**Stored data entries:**
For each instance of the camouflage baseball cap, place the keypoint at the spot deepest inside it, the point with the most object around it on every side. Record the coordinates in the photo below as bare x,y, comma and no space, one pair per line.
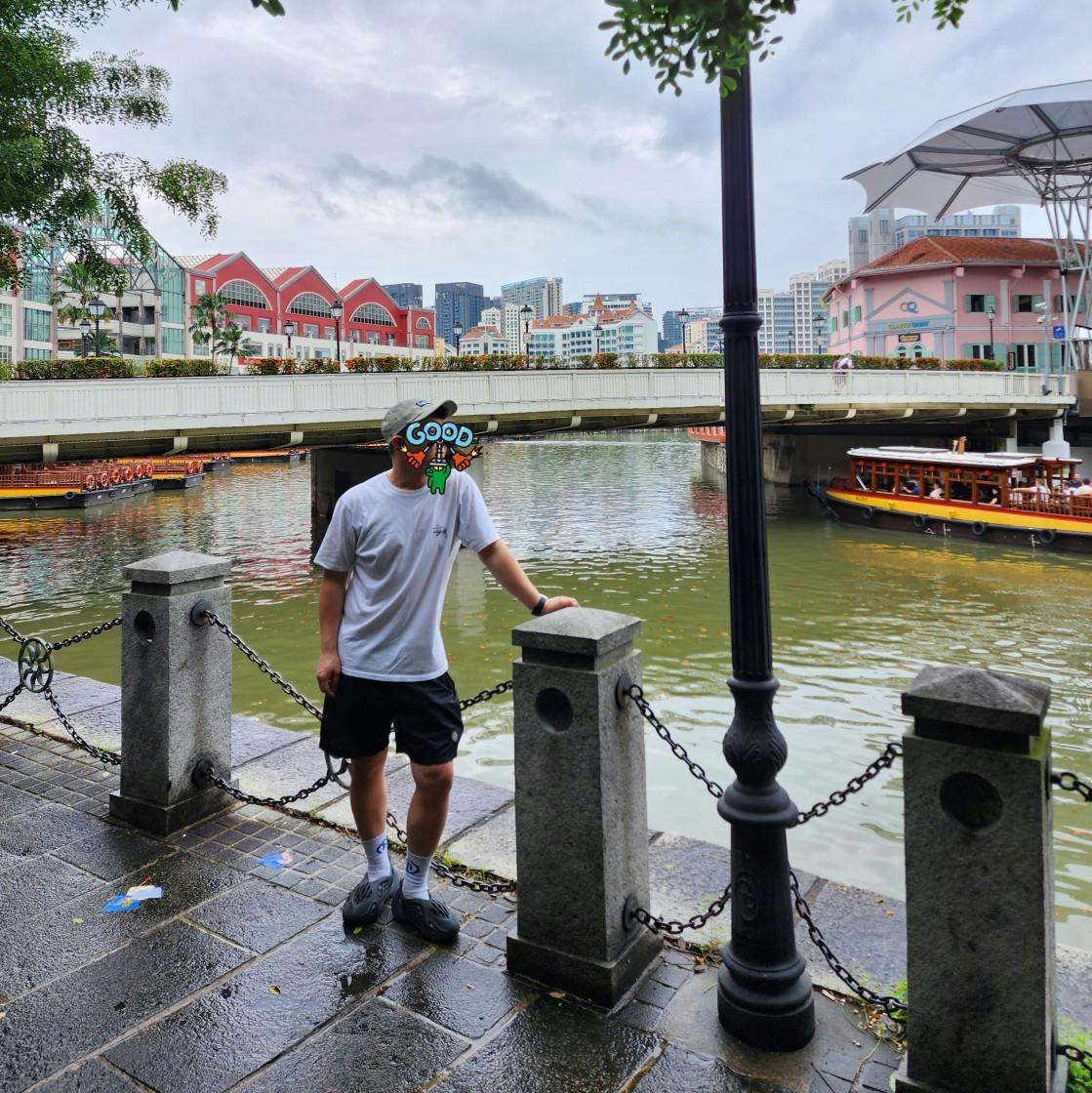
402,415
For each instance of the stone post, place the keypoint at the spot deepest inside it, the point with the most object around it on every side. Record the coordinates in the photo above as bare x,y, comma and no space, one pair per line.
582,828
980,885
176,691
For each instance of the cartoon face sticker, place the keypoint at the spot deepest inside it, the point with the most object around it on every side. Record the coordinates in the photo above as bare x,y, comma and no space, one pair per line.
452,446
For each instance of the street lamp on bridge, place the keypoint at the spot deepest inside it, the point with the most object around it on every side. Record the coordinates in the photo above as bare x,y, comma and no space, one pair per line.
98,309
337,309
527,311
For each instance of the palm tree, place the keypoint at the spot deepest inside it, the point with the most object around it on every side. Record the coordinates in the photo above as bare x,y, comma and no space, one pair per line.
210,316
76,280
233,340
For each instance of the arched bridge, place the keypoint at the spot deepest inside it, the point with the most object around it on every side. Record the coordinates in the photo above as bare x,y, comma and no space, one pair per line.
90,419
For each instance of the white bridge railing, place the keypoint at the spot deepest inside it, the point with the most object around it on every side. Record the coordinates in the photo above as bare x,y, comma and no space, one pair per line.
51,411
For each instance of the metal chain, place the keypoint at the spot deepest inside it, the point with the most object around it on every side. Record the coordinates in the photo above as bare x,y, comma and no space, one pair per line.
1068,781
672,927
11,698
84,634
635,692
892,1007
103,756
1075,1055
856,784
263,666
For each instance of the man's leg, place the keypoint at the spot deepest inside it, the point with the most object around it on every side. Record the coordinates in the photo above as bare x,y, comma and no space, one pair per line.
425,823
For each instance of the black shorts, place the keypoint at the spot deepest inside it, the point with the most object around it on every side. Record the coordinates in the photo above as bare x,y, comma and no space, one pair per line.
425,717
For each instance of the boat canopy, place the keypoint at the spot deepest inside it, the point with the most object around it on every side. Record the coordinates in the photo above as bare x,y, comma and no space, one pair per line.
991,461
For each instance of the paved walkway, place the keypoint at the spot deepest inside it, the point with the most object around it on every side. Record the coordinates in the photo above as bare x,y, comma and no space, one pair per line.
242,976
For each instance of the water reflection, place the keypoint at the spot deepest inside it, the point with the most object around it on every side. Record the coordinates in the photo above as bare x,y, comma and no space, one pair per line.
628,522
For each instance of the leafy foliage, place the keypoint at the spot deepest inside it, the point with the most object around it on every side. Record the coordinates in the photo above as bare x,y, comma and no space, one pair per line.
716,37
53,183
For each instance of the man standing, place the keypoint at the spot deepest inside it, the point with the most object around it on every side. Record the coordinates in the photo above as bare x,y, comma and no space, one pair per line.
385,560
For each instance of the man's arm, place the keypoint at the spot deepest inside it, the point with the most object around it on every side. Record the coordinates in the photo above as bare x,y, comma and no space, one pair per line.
509,574
331,602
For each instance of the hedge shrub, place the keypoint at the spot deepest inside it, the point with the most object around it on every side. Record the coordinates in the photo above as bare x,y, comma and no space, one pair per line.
74,367
161,367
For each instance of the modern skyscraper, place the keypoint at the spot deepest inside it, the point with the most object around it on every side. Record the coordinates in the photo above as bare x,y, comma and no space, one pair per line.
542,293
457,300
880,232
406,294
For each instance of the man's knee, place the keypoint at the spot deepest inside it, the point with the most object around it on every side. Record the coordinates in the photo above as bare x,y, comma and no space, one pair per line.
434,780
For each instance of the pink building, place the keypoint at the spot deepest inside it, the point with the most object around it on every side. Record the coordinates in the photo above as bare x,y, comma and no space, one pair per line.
956,298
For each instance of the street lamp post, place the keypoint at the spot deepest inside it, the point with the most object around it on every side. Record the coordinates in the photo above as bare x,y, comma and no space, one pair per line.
337,309
98,309
763,992
527,311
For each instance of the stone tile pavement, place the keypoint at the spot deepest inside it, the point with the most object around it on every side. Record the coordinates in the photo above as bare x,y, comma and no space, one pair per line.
242,977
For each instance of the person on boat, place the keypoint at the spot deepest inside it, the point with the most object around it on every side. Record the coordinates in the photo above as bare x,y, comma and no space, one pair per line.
385,561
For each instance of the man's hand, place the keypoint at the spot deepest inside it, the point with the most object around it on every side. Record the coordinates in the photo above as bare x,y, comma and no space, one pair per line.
558,602
329,672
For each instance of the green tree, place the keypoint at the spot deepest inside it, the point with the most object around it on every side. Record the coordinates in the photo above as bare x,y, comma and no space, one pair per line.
716,37
52,182
234,342
209,317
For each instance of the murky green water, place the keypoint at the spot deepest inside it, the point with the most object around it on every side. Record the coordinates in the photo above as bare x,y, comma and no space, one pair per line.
626,522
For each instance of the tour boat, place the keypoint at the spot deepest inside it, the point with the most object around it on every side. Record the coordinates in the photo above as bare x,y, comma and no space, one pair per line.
1003,497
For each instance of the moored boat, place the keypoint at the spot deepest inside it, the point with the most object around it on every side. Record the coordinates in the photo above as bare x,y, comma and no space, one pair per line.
1004,497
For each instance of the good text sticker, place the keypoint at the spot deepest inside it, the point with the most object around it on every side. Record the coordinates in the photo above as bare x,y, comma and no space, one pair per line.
455,447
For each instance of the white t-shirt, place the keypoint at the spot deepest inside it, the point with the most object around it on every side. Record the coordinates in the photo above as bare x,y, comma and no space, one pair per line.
400,546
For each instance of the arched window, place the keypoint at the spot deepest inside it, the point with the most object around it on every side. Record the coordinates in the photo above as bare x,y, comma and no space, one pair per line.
308,303
244,294
374,314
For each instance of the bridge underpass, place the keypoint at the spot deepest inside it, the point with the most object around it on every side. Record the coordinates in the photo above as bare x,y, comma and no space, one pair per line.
71,420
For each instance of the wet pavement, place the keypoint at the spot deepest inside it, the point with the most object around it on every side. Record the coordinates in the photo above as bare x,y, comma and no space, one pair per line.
244,977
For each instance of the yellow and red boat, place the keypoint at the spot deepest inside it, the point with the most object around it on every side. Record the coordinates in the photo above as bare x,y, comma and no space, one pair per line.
1004,497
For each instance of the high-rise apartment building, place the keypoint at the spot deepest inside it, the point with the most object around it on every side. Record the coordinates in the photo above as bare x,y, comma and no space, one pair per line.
458,300
543,294
406,294
880,232
794,321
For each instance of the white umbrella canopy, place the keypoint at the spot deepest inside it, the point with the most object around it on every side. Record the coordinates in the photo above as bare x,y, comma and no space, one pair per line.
1028,147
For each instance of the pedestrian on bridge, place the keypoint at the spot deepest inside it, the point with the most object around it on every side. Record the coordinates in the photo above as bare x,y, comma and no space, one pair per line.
385,560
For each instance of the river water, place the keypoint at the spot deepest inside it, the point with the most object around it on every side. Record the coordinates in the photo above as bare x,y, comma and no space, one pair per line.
627,522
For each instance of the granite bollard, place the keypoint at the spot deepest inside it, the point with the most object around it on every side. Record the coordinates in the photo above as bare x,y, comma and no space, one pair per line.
582,833
176,691
980,885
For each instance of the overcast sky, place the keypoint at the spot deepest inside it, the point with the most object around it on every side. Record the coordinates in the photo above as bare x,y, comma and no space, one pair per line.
490,140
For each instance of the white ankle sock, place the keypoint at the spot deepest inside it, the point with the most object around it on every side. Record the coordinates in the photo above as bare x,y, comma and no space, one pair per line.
379,864
416,882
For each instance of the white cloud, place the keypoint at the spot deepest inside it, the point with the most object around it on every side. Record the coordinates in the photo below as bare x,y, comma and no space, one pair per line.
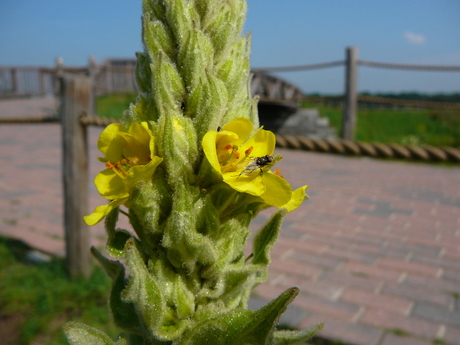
414,38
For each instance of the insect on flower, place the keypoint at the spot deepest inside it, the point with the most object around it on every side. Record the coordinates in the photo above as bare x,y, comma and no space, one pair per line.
263,163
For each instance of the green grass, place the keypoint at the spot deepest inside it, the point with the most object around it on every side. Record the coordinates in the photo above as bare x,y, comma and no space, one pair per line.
401,126
398,126
37,299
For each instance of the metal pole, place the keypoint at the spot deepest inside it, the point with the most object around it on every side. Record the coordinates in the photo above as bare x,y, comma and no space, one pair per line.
350,106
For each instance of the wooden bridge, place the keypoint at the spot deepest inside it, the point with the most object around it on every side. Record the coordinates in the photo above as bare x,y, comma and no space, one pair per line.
278,98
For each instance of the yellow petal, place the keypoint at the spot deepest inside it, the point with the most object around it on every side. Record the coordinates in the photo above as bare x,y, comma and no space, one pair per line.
209,148
102,211
298,196
279,191
263,143
110,185
140,173
246,184
241,126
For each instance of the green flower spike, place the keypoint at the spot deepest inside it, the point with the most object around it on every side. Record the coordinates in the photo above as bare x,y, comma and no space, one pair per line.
193,168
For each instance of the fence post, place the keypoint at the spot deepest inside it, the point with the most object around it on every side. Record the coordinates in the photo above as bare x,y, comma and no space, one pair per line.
351,98
75,100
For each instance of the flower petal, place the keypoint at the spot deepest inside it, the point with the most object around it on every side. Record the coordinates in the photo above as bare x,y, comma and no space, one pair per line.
108,139
209,148
263,143
102,211
140,173
246,184
241,126
110,185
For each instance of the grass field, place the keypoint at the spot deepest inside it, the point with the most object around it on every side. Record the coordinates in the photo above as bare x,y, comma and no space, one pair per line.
399,126
37,299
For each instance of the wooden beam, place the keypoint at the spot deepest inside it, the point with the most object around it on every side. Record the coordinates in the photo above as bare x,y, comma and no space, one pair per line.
76,99
351,97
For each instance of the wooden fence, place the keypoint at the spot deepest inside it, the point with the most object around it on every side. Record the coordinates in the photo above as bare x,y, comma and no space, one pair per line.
77,88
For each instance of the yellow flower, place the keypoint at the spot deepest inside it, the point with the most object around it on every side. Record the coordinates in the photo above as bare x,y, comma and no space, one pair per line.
129,158
245,163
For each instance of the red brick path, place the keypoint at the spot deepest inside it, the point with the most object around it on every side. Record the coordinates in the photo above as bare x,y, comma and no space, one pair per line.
375,251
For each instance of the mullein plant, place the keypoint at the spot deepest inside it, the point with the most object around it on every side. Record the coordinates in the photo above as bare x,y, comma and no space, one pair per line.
190,168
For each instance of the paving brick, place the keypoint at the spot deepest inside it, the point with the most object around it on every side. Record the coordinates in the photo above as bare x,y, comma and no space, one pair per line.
412,267
291,317
351,280
436,314
439,285
391,321
419,293
303,271
370,270
337,309
317,288
322,261
309,246
452,335
346,331
389,303
391,339
324,248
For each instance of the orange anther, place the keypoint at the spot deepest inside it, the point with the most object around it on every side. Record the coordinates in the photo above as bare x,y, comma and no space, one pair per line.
248,151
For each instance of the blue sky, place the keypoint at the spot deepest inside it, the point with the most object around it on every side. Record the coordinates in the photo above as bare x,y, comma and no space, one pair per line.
284,33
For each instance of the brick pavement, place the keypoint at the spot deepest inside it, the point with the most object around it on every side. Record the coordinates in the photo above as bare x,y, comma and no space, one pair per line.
375,251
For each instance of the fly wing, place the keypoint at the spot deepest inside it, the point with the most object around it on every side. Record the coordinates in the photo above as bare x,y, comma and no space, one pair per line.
275,160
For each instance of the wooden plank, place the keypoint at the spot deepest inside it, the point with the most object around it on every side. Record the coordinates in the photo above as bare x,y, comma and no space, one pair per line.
351,97
76,99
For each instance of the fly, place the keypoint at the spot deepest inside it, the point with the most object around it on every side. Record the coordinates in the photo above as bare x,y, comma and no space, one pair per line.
263,163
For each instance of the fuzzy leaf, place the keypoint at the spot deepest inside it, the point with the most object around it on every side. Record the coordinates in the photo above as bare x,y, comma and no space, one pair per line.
242,326
80,334
117,237
266,238
124,313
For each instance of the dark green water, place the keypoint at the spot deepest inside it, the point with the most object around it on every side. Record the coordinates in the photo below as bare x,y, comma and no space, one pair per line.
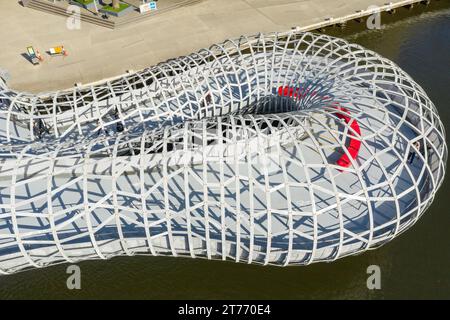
415,265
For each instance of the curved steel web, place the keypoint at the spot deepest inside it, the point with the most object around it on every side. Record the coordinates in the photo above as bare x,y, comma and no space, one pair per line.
283,148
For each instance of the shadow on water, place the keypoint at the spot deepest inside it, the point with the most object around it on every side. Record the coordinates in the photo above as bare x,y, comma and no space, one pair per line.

**TASK PROMPT:** Rewrite the material as a numbered list, starting at the line that contains "For each instance of the dark" and ending at the last line of the material. Leave out blank lines and pictures.

**FINISHED ANSWER:**
1. For each instance of the dark green water, place the keypoint at the spot deepest inside it, the point with the most object around it on every side. Record the coordinates in the photo below as bare x,y, comma and no space, one pair per line.
2. 415,265
3. For each instance of the curved steel web, place the keypoint at the spot deepest inside it, the point with the most object around it on every side. Record the coordinates in the photo above as bare x,y, comma and no space, one pair per line.
4. 283,148
5. For each instance of the shadow on water, place the keypoint at the spot deepest inside it, the point with the most object around it on every side. Record the coordinates in the photo above as bare x,y, comma and no space, one pair per line.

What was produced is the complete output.